### THE TASK
Reproduce word for word the lines of the records from the one containing "Please provide the mask of every instance of the dark" through the end of the records, both ends included, and leave the pictures out.

### EXCERPTED DATA
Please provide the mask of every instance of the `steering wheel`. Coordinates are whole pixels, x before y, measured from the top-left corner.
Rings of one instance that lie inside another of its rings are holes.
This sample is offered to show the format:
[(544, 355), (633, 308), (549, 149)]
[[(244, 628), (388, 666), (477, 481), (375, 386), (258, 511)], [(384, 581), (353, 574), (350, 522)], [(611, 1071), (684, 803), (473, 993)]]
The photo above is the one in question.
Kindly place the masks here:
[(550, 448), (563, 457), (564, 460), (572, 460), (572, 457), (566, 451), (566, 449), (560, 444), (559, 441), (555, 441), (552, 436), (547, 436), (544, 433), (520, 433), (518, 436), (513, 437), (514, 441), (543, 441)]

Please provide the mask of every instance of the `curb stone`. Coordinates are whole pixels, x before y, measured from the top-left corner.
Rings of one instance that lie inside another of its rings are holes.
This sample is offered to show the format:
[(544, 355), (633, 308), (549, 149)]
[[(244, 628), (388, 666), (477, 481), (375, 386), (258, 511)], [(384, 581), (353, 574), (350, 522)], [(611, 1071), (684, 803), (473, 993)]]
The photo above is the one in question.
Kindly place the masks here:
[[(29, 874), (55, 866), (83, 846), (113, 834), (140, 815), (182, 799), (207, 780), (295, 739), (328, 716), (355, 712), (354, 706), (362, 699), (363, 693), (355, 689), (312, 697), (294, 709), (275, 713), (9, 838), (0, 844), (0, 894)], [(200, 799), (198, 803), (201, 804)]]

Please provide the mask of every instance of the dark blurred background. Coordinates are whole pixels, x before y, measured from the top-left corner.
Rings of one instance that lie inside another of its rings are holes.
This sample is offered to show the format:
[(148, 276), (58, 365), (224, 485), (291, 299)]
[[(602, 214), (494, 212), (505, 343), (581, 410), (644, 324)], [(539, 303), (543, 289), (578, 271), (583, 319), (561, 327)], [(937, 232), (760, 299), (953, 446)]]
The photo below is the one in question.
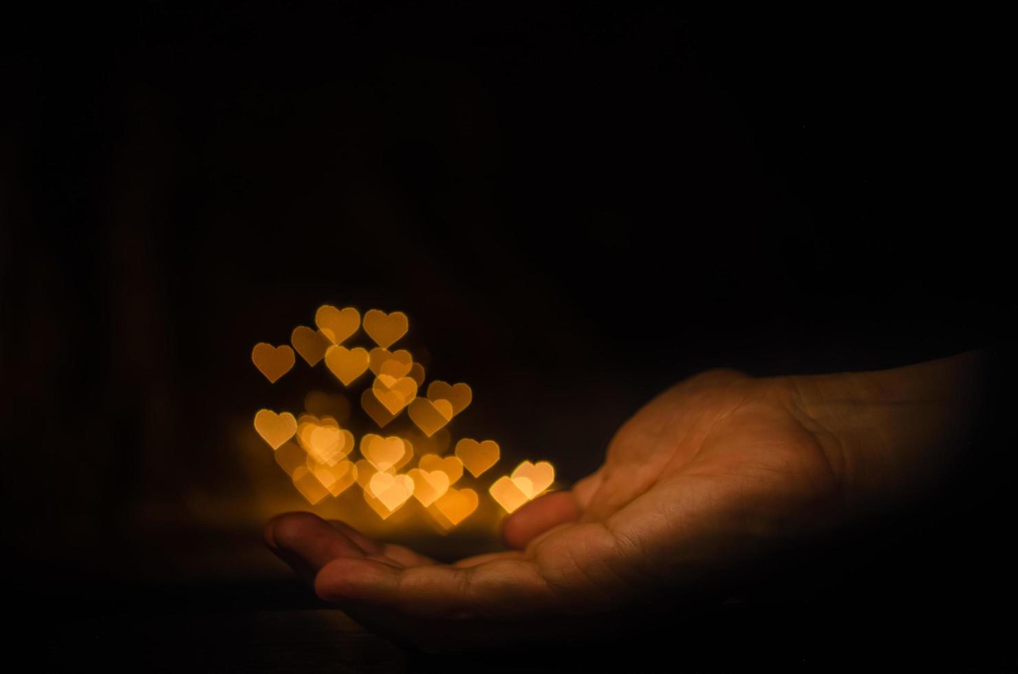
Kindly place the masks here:
[[(269, 386), (250, 348), (322, 303), (406, 312), (429, 378), (473, 387), (457, 435), (550, 458), (564, 483), (706, 368), (1006, 350), (998, 22), (675, 3), (10, 13), (4, 546), (30, 631), (223, 671), (406, 664), (355, 631), (336, 655), (261, 547), (260, 522), (299, 501), (250, 418), (306, 382)], [(793, 599), (778, 583), (703, 622), (752, 645), (690, 662), (1014, 666), (995, 611), (1014, 607), (1013, 445), (986, 444), (963, 496), (863, 537), (835, 582), (804, 569)], [(493, 531), (422, 545), (492, 549)], [(299, 655), (265, 640), (294, 630)]]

### TASK ANSWER
Please provide the mask of every instance of the dark blurred background. Coordinates are whole pixels, x before y, measured from the top-left corner.
Rings of one instance that lie inside another of its rings are holes.
This sample is offered to show the format:
[(148, 276), (58, 365), (224, 485), (291, 299)]
[[(602, 214), (494, 212), (505, 343), (581, 410), (644, 324)], [(539, 303), (543, 289), (578, 271), (583, 319), (561, 327)], [(937, 232), (760, 299), (953, 446)]]
The photo below is the one in question.
Kindly place the masks here:
[[(269, 386), (250, 348), (322, 303), (406, 312), (429, 378), (473, 387), (457, 435), (550, 458), (564, 483), (706, 368), (1006, 350), (998, 22), (675, 3), (10, 13), (4, 546), (30, 631), (223, 671), (406, 664), (355, 631), (336, 655), (261, 547), (260, 522), (299, 501), (250, 418), (306, 382)], [(793, 599), (778, 583), (703, 622), (752, 645), (690, 662), (1014, 666), (995, 611), (1014, 607), (1013, 445), (986, 444), (963, 496), (863, 537), (835, 582), (804, 569)], [(493, 531), (422, 545), (492, 549)], [(299, 655), (265, 640), (294, 630)]]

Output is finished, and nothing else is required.